+++ Material provided

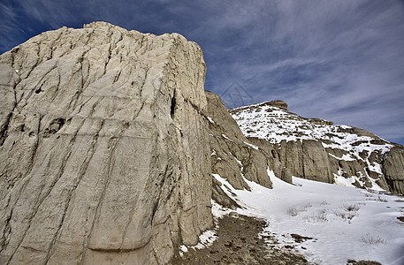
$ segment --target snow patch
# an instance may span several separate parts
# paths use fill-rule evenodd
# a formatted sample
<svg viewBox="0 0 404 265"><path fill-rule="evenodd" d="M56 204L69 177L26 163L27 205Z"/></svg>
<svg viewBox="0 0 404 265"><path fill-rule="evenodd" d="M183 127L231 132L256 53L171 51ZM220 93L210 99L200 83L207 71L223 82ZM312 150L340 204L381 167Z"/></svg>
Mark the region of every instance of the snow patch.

++++++

■ Directive
Render the lines of the listing above as a numbered list, skipping any blank lines, and omit the pictures from your answer.

■ Task response
1. $ segment --target snow patch
2. # an instance may span several separate parts
3. # paths use fill-rule evenodd
4. # a formatted sample
5. <svg viewBox="0 0 404 265"><path fill-rule="evenodd" d="M56 204L69 177L26 163L27 205Z"/></svg>
6. <svg viewBox="0 0 404 265"><path fill-rule="evenodd" d="M183 127L231 132L256 53L171 51ZM220 93L210 99L200 83L207 71L223 82ZM312 150L340 204L381 167Z"/></svg>
7. Mark the region of every instance of the snow patch.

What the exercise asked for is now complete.